## [GIVEN INFORMATION]

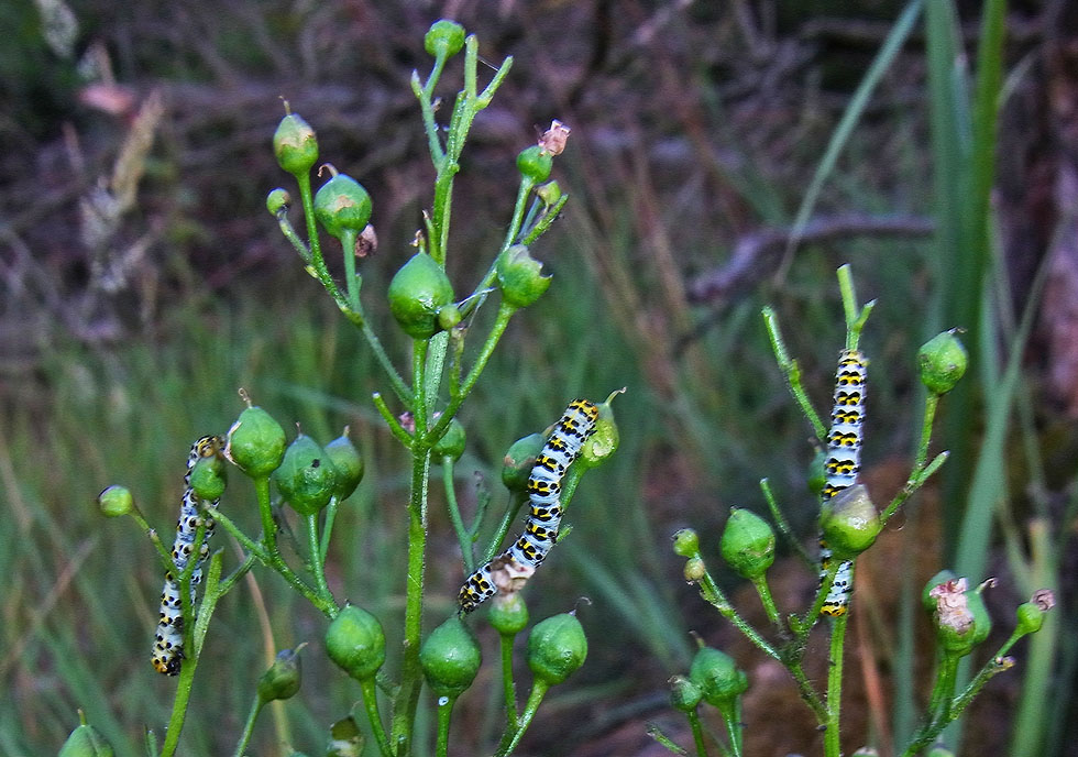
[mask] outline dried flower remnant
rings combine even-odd
[[[565,151],[570,131],[572,130],[569,127],[554,119],[550,122],[550,129],[539,138],[539,147],[548,155],[561,155]]]

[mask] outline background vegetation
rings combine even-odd
[[[405,481],[365,399],[370,355],[299,271],[263,198],[282,182],[268,146],[280,96],[318,129],[322,153],[371,190],[381,245],[364,275],[384,288],[377,279],[410,254],[429,202],[408,77],[440,15],[476,33],[490,59],[517,61],[464,155],[454,246],[491,250],[494,219],[514,201],[516,152],[551,118],[573,129],[556,171],[573,199],[537,251],[556,283],[476,390],[459,470],[491,480],[506,446],[571,396],[629,388],[617,403],[622,450],[585,479],[572,537],[529,597],[538,614],[588,596],[581,616],[593,645],[525,753],[554,754],[546,732],[573,755],[666,754],[652,751],[644,722],[681,727],[664,681],[686,665],[690,629],[749,671],[748,754],[818,749],[792,688],[682,585],[668,535],[693,525],[716,544],[732,504],[762,508],[765,475],[801,533],[814,530],[807,431],[759,309],[777,308],[825,403],[843,262],[862,297],[879,298],[862,341],[873,491],[900,484],[889,461],[914,443],[917,347],[955,325],[941,322],[955,297],[972,297],[981,314],[959,323],[979,327],[980,374],[948,426],[948,445],[964,450],[952,462],[966,474],[943,507],[921,496],[858,579],[864,668],[850,676],[865,693],[848,711],[848,749],[912,727],[904,713],[930,660],[898,596],[944,555],[963,553],[967,512],[982,526],[980,572],[1001,579],[1000,605],[1054,585],[1056,622],[1074,627],[1078,68],[1068,44],[1078,20],[1063,0],[1000,10],[884,0],[0,6],[0,754],[52,754],[79,706],[124,755],[143,725],[165,721],[172,682],[148,666],[156,561],[91,503],[125,483],[169,528],[187,448],[227,428],[239,386],[316,437],[351,425],[369,473],[339,522],[333,589],[400,611],[392,579]],[[994,61],[981,24],[992,13],[1005,18]],[[972,74],[1001,72],[998,100],[991,81],[967,78],[965,53]],[[970,128],[986,102],[975,83],[1001,103],[998,133]],[[979,210],[945,201],[971,186],[996,187],[991,216],[987,194]],[[991,231],[972,242],[990,271],[983,292],[955,273],[963,228]],[[466,266],[466,254],[454,257]],[[971,482],[987,496],[969,498]],[[988,541],[993,523],[1002,528]],[[432,589],[448,608],[461,578],[448,524],[435,523],[433,541],[444,559],[436,547]],[[780,605],[803,602],[813,578],[796,567],[782,575]],[[220,608],[205,652],[218,673],[197,685],[190,754],[234,743],[246,683],[273,649],[320,638],[321,619],[280,589],[252,584]],[[1044,648],[975,705],[969,754],[1066,754],[1075,740],[1065,707],[1078,645],[1042,636]],[[326,684],[287,703],[257,754],[283,738],[319,743],[355,696],[312,651],[305,672]],[[493,729],[483,690],[461,703],[476,744]]]

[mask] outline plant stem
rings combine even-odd
[[[446,696],[446,702],[438,701],[438,744],[435,747],[437,757],[449,757],[449,724],[453,716],[455,696]]]
[[[506,731],[516,733],[520,727],[520,715],[517,713],[517,684],[513,680],[513,639],[514,634],[501,634],[502,650],[502,690],[505,692]]]
[[[243,733],[240,735],[239,743],[235,745],[234,757],[243,757],[243,750],[248,748],[248,744],[251,743],[251,734],[254,733],[254,722],[258,718],[258,713],[262,712],[264,704],[262,698],[255,694],[254,702],[251,703],[251,713],[248,715],[248,722],[243,726]]]
[[[385,735],[385,726],[382,725],[382,713],[378,712],[378,687],[374,676],[369,676],[360,681],[360,691],[363,692],[363,709],[366,711],[367,721],[371,723],[371,731],[374,733],[374,740],[378,743],[378,750],[382,757],[394,757],[393,747]],[[408,754],[407,740],[402,744],[403,750],[397,755]]]
[[[471,573],[475,570],[475,555],[472,551],[472,536],[464,528],[464,522],[461,519],[461,508],[457,504],[457,486],[453,485],[453,459],[447,454],[441,459],[441,463],[442,485],[446,487],[446,504],[449,506],[449,519],[453,524],[457,540],[461,545],[464,572]]]
[[[304,526],[307,530],[307,559],[310,561],[310,571],[315,574],[315,585],[324,601],[333,602],[329,584],[326,583],[326,566],[322,563],[322,547],[318,538],[318,514],[305,515]]]
[[[836,561],[837,562],[837,561]],[[825,582],[824,585],[829,585]],[[824,755],[840,757],[839,737],[843,711],[843,652],[849,614],[839,615],[831,627],[831,665],[827,669],[827,721],[824,723]]]
[[[537,680],[531,684],[531,693],[528,694],[528,702],[524,705],[524,714],[520,716],[520,727],[516,729],[513,734],[513,738],[509,743],[499,747],[495,757],[507,757],[515,748],[520,739],[524,737],[524,732],[528,729],[531,725],[532,718],[536,716],[536,712],[539,710],[539,704],[542,702],[543,695],[547,693],[547,689],[550,688],[546,681]]]

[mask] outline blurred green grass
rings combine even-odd
[[[536,28],[516,32],[532,44],[542,42]],[[636,54],[657,70],[681,63],[652,48]],[[936,65],[946,68],[955,54],[943,51]],[[556,690],[544,707],[550,722],[559,723],[562,745],[574,743],[573,732],[561,723],[566,709],[601,710],[609,700],[647,702],[661,691],[667,676],[685,665],[690,628],[708,641],[730,638],[682,585],[679,561],[668,549],[670,533],[693,525],[705,544],[715,544],[730,505],[762,511],[757,483],[765,475],[799,533],[814,530],[814,507],[803,491],[811,457],[807,430],[773,366],[758,315],[765,301],[777,307],[812,396],[822,405],[842,340],[834,268],[851,262],[862,296],[880,299],[865,337],[873,361],[868,464],[909,449],[909,429],[917,420],[909,417],[915,406],[912,356],[928,314],[938,307],[932,276],[939,275],[933,270],[944,260],[927,244],[857,240],[809,246],[785,261],[784,275],[738,293],[717,325],[684,352],[675,349],[686,328],[707,317],[705,308],[679,298],[684,277],[724,259],[727,240],[739,230],[761,220],[778,224],[793,219],[800,188],[809,186],[822,145],[837,129],[835,114],[811,99],[772,106],[768,112],[779,114],[773,131],[795,127],[801,138],[787,152],[779,146],[772,154],[772,145],[726,109],[728,92],[719,91],[722,77],[732,73],[723,67],[726,62],[693,63],[693,85],[704,107],[673,121],[686,131],[702,128],[715,135],[714,153],[700,144],[691,147],[697,165],[710,166],[707,178],[694,175],[678,186],[682,177],[666,176],[650,164],[654,134],[637,133],[632,119],[639,113],[631,107],[605,113],[612,129],[629,135],[625,152],[604,145],[597,133],[591,139],[585,133],[580,146],[571,147],[580,152],[566,158],[583,160],[580,167],[566,161],[563,168],[563,185],[578,195],[566,212],[568,233],[544,242],[538,252],[550,261],[556,285],[514,322],[462,415],[470,442],[459,482],[468,508],[474,502],[472,471],[485,476],[497,497],[499,459],[509,442],[543,428],[571,396],[601,399],[628,387],[615,401],[622,449],[585,478],[568,518],[573,531],[529,590],[535,617],[588,596],[593,604],[581,611],[585,628],[602,629],[593,637],[592,661],[579,681],[563,692]],[[201,68],[197,73],[207,76]],[[628,81],[639,69],[626,64],[614,74]],[[893,92],[901,89],[901,81],[883,81]],[[822,210],[928,212],[943,207],[927,191],[931,156],[922,144],[924,114],[905,112],[900,97],[889,99],[893,92],[881,96],[882,114],[875,113],[873,123],[844,134],[848,142],[820,195]],[[943,100],[939,92],[935,97]],[[526,87],[516,94],[530,102]],[[531,112],[526,105],[521,111]],[[317,111],[308,116],[318,127]],[[597,132],[604,124],[587,125]],[[218,139],[229,133],[221,124],[215,128]],[[769,130],[760,131],[767,135]],[[346,139],[343,144],[360,152],[367,147],[350,145]],[[935,157],[949,154],[947,150],[936,147]],[[739,160],[730,161],[730,154]],[[490,157],[482,155],[475,158],[480,167]],[[386,174],[393,178],[392,158],[363,160],[375,166],[389,161]],[[881,162],[889,164],[886,171]],[[936,165],[937,172],[963,171]],[[960,179],[953,173],[944,178]],[[263,188],[268,187],[244,185],[238,195],[243,201],[227,189],[213,197],[223,198],[222,206],[248,207],[256,204],[246,199]],[[463,191],[468,197],[466,185]],[[700,206],[685,199],[698,194],[707,197],[703,207],[714,216],[706,222]],[[414,209],[415,197],[404,197],[394,201]],[[475,191],[472,197],[472,207],[485,210],[487,196]],[[459,202],[459,213],[468,207],[466,200]],[[389,239],[408,235],[397,233],[407,231],[400,216]],[[481,218],[465,229],[469,242],[462,246],[490,235],[488,226]],[[279,246],[285,248],[283,242]],[[384,288],[400,254],[388,244],[364,263],[365,297]],[[351,426],[369,474],[339,520],[329,560],[331,585],[339,597],[362,600],[387,626],[400,613],[400,586],[393,578],[402,575],[404,457],[367,401],[382,382],[364,347],[333,308],[320,301],[298,266],[285,274],[253,273],[250,281],[239,276],[224,296],[212,296],[199,293],[198,264],[176,257],[166,270],[178,270],[186,293],[194,296],[168,310],[152,331],[105,349],[64,340],[43,356],[25,386],[6,393],[12,401],[2,406],[0,486],[10,526],[0,529],[0,585],[6,588],[0,600],[0,682],[14,706],[0,705],[2,754],[52,754],[73,727],[79,706],[124,756],[139,754],[144,725],[160,729],[166,721],[172,682],[155,676],[147,662],[160,571],[148,544],[131,524],[101,519],[92,500],[108,483],[124,483],[151,522],[169,531],[187,447],[197,436],[228,427],[240,407],[239,386],[284,425],[300,421],[316,438],[329,439],[344,424]],[[466,271],[475,264],[460,266]],[[392,323],[383,323],[383,333],[392,330]],[[1026,401],[1035,402],[1027,386],[1015,391],[1030,393]],[[968,423],[964,432],[976,442],[981,429]],[[1026,441],[1037,446],[1035,439]],[[232,486],[223,506],[241,524],[256,528],[250,487],[240,476],[233,476]],[[440,496],[436,489],[436,502]],[[461,569],[442,513],[432,513],[432,525],[428,619],[437,622],[452,611]],[[222,542],[219,536],[218,545]],[[1055,559],[1063,559],[1063,547]],[[1021,572],[1019,558],[1011,561],[1014,572]],[[1050,574],[1052,559],[1047,566],[1042,560],[1038,571]],[[321,618],[297,603],[275,577],[260,578],[276,645],[317,643]],[[258,604],[242,586],[216,616],[208,665],[196,683],[185,734],[190,754],[228,754],[232,747],[251,687],[265,665],[257,613]],[[326,724],[355,698],[317,646],[306,654],[305,665],[308,681],[318,685],[308,685],[284,707],[293,742],[307,748],[320,744]],[[1071,643],[1071,658],[1074,648]],[[897,665],[911,667],[917,651],[903,654]],[[487,659],[483,674],[491,676],[491,647]],[[1031,691],[1049,685],[1044,657],[1040,659],[1040,678],[1026,682]],[[494,736],[491,713],[497,702],[470,696],[462,702],[460,722],[485,723],[485,731],[468,745],[477,748],[480,740]],[[1042,723],[1034,718],[1027,727]],[[554,748],[542,736],[532,736],[540,744],[536,748]],[[272,754],[275,738],[268,723],[261,724],[254,751]]]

## [REQUEST]
State how many lines above contain the word "outline", matching case. Reply with the number only.

## [CORRECT RESPONSE]
4